Problème posé A:
Dans les entrées enregistrées, reprenez les lignes depuis celle qui contient « As a warehouse robot's perception module, locate brown » jusqu'à la fin des entrées, en modifiant « patio chair » en « garden bench » et sans rien changer d'autre.

==========

II.                Les questions en litige

[8]               Les questions soulevées dans le cadre de l’appel sont les suivantes :

  1. La conclusion selon laquelle le projet de développement n’était pas susceptible d’avoir des répercussions négatives importantes sur l’environnement était‑elle raisonnable?
  2. La conclusion selon laquelle le projet de développement n’était pas susceptible d’être la cause de préoccupations majeures pour le public était‑elle raisonnable?
  3. La Couronne s’est‑elle acquittée de son obligation de consulter les Dénés Yellowknives et de les accommoder, au besoin?

III.             Discussion des questions

1.      La conclusion selon laquelle le projet de développement n’était pas susceptible d’avoir des répercussions négatives importantes sur l’environnement était‑elle raisonnable?

A.                La norme de contrôle

[9]               Le présent appel vise un jugement rendu au terme d’une procédure en contrôle judiciaire. Notre Cour doit donc rechercher si la Cour fédérale a choisi la bonne norme de contrôle et si elle l’a correctement appliquée (Agraira c. Canada (Sécurité publique et Protection civile), 2013 CSC 36, [2013] 2 R.C.S. 559, aux paragraphes 45 et 46).

[10]           Il n’est pas controversé entre les parties que les évaluations environnementales auxquelles procède l’Office d’examen doivent être examinées selon la norme de la décision raisonnable. Je suis du même avis. L’Office d’examen est un tribunal spécialisé. Ce qui est en cause en l’espèce, ce sont principalement ses conclusions de fait, ou ses conclusions mélangées de fait et de droit lorsque les faits et le droit ne peuvent être aisément dissociés. En présence de questions de cette nature, un examen selon la norme de la décision raisonnable est indiqué (Dunsmuir c. Nouveau‑Brunswick, 2008 CSC 9, [2008] 1 R.C.S. 190, aux paragraphes 51 à 55).

B.                 L’application de la norme de contrôle

[11]           Pour bien comprendre le point de vue de la Première nation selon lequel il n’était pas raisonnable que l’Office d’examen conclue que le projet de développement n’était pas susceptible d’avoir des répercussions négatives importantes sur l’environnement, il faut connaître l’historique du développement de la région de la baie Drybones.

[12]           Le 30 novembre 2007, à l’issue d’une évaluation environnementale relative à un projet (le développement CGV) n’ayant aucun lien avec le projet de développement dans la région de la baie Drybones, l’Office d’examen a conclu que le projet en question, combiné aux effets cumulatifs des autres activités qui étaient en cours ou raisonnablement prévisibles, était susceptible d’avoir des répercussions négatives importantes et cumulatives sur le plan culturel (EA0506-005) (la décision CGV).

[13]           En particulier, l’Office d’examen a exprimé l’opinion suivante :

[traduction] Compte tenu de la preuve au dossier, des témoignages des parties et des considérations susmentionnées, l’Office d’examen est d’avis que l’augmentation graduelle du développement dans cette importante région a des répercussions d’ordre culturel, et cela s’applique aussi au projet de développement proposé. L’Office d’examen estime que ces répercussions culturelles cumulatives sont parvenues à un seuil critique. À moins que certaines mesures de gestion ne soient prises, ce seuil sera dépassé.

==========

Problème posé B:
Selon l'extrait fourni, à quelle date l'Office d'examen a-t-il conclu son évaluation environnementale du développement CGV ?

Entrées enregistrées:
==========

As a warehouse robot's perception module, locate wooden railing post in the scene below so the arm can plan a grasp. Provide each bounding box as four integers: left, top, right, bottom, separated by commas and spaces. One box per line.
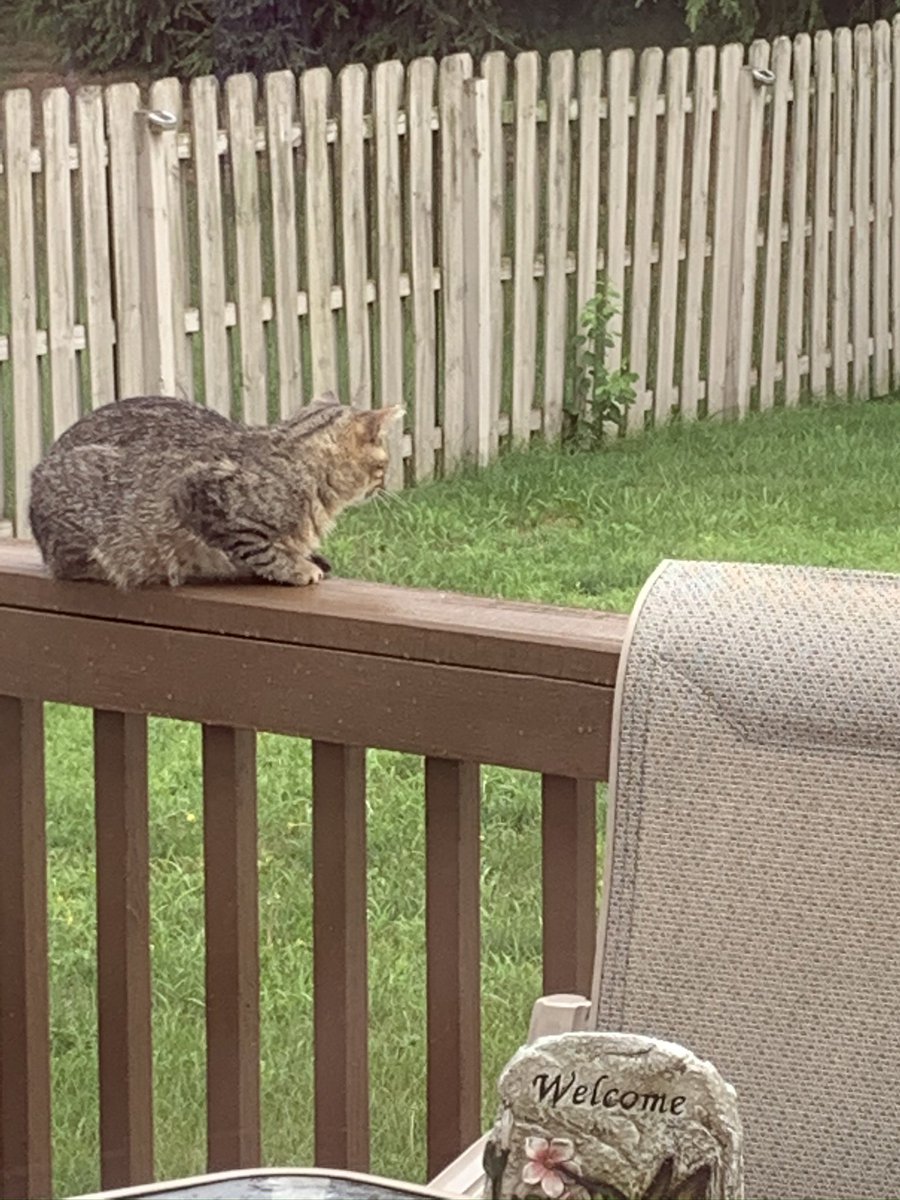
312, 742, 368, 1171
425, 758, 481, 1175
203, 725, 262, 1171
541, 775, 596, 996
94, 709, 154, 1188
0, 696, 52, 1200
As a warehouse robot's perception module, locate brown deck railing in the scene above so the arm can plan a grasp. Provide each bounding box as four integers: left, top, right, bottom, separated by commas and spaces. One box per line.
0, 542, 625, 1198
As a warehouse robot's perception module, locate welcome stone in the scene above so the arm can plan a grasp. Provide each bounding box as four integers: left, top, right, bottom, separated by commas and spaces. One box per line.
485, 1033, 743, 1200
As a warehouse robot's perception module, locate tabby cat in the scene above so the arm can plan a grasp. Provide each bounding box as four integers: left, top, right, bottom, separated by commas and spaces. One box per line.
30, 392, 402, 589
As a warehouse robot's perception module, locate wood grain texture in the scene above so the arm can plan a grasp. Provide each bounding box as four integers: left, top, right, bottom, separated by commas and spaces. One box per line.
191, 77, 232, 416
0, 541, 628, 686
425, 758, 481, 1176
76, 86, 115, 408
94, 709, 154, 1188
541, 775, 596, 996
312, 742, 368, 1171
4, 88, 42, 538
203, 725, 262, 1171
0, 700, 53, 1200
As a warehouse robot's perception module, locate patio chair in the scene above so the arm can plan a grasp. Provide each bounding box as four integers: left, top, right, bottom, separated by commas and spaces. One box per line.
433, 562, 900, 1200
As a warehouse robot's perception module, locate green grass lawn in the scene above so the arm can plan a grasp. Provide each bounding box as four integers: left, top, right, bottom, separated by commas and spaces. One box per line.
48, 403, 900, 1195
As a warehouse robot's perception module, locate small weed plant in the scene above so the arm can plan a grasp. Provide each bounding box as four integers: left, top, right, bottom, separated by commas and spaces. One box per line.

==========

Résultat obtenu A:
As a warehouse robot's perception module, locate brown deck railing in the scene above so the arm can plan a grasp. Provide each bounding box as four integers: left, top, right, bottom, separated by commas and spaces. One box per line.
0, 542, 625, 1198
As a warehouse robot's perception module, locate welcome stone in the scene above so the arm can plan a grasp. Provide each bounding box as four integers: left, top, right, bottom, separated by commas and spaces. One box per line.
485, 1033, 743, 1200
As a warehouse robot's perception module, locate tabby cat in the scene above so the arm can plan a grasp. Provide each bounding box as four integers: left, top, right, bottom, separated by commas and spaces. One box per line.
30, 392, 402, 589
As a warehouse robot's perception module, locate wood grain texture in the scene above so the arm can plan a grasp. Provide each bounding box as four integers: left, top, right, bottom, separated by commas and spaces. One box per line.
191, 77, 232, 416
0, 541, 628, 686
425, 758, 481, 1176
76, 86, 115, 408
94, 709, 154, 1188
541, 775, 596, 996
312, 742, 368, 1171
4, 88, 42, 538
203, 725, 262, 1171
0, 700, 53, 1200
As a warehouse robot's perception module, locate garden bench in the scene above so the arm can plan a grasp. Provide each bounding box as four integers: left, top, right, bottom, separated by commas and spaces. One box per line.
433, 562, 900, 1200
As a warehouse robot's perception module, locate green grass lawn in the scene above so the arm can plan a grasp. Provide each bounding box as four integers: left, top, right, bottom, separated by commas and spaces. One box per line.
48, 403, 900, 1195
As a warehouse robot's perception module, locate small weed plant in the scene above so the arm can plan a grasp. Provide each bounding box as four integers: left, top, right, bottom, separated by commas and spaces. One box per line.

Résultat obtenu B:
Le 30 novembre 2007.